* Required task:
Only the lines from the one containing "of the wetland" to the end of the entries should be written out, each exactly as it stands, both ends included.

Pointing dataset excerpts
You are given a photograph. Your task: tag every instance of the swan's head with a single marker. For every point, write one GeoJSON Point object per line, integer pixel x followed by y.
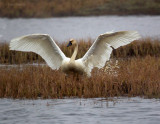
{"type": "Point", "coordinates": [71, 42]}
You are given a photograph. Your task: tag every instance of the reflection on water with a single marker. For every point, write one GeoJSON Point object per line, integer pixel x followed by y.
{"type": "Point", "coordinates": [90, 111]}
{"type": "Point", "coordinates": [63, 29]}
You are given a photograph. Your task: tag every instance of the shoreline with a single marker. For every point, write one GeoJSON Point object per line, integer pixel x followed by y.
{"type": "Point", "coordinates": [43, 9]}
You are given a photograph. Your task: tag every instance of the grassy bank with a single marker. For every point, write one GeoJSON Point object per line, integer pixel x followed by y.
{"type": "Point", "coordinates": [135, 77]}
{"type": "Point", "coordinates": [52, 8]}
{"type": "Point", "coordinates": [139, 48]}
{"type": "Point", "coordinates": [137, 74]}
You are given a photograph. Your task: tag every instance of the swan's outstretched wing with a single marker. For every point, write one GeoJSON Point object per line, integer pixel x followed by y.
{"type": "Point", "coordinates": [101, 49]}
{"type": "Point", "coordinates": [41, 44]}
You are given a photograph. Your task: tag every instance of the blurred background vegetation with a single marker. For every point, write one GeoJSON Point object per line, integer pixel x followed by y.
{"type": "Point", "coordinates": [54, 8]}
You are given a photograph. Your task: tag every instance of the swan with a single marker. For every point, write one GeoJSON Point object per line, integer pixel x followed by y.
{"type": "Point", "coordinates": [96, 56]}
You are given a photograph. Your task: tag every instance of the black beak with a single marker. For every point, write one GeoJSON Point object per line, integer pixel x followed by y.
{"type": "Point", "coordinates": [69, 44]}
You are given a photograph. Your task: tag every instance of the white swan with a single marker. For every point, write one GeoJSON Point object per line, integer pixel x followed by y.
{"type": "Point", "coordinates": [96, 56]}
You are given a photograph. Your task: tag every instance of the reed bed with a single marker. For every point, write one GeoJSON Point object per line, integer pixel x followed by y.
{"type": "Point", "coordinates": [52, 8]}
{"type": "Point", "coordinates": [141, 48]}
{"type": "Point", "coordinates": [137, 73]}
{"type": "Point", "coordinates": [134, 77]}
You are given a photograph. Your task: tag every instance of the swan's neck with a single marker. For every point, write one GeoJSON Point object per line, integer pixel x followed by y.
{"type": "Point", "coordinates": [74, 53]}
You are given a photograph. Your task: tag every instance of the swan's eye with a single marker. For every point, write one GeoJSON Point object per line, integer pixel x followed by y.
{"type": "Point", "coordinates": [69, 44]}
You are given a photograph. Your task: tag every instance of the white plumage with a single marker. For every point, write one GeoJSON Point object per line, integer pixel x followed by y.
{"type": "Point", "coordinates": [96, 56]}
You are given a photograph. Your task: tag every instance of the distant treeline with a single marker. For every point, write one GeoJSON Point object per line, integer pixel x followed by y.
{"type": "Point", "coordinates": [54, 8]}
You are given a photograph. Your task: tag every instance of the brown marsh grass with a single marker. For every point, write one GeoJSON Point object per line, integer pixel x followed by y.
{"type": "Point", "coordinates": [138, 74]}
{"type": "Point", "coordinates": [135, 77]}
{"type": "Point", "coordinates": [139, 48]}
{"type": "Point", "coordinates": [52, 8]}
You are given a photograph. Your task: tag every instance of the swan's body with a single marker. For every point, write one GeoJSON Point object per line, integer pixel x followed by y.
{"type": "Point", "coordinates": [96, 56]}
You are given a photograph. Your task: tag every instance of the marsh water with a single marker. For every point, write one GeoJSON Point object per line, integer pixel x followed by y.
{"type": "Point", "coordinates": [86, 111]}
{"type": "Point", "coordinates": [62, 29]}
{"type": "Point", "coordinates": [121, 110]}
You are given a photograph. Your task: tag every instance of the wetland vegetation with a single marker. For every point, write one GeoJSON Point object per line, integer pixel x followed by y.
{"type": "Point", "coordinates": [54, 8]}
{"type": "Point", "coordinates": [136, 74]}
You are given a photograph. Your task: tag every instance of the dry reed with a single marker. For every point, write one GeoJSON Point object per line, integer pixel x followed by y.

* Task response:
You are given a photograph. Your task: tag every instance of the wetland vegetation with a single marker. For every point, write one GeoJSON Point object per line, integer pixel x followed by y.
{"type": "Point", "coordinates": [54, 8]}
{"type": "Point", "coordinates": [136, 74]}
You are given a photograph. Your task: tag every instance of the dry reed with a single marker. For every point, write one GeoJSON Point object per line, integer pixel x followed by y.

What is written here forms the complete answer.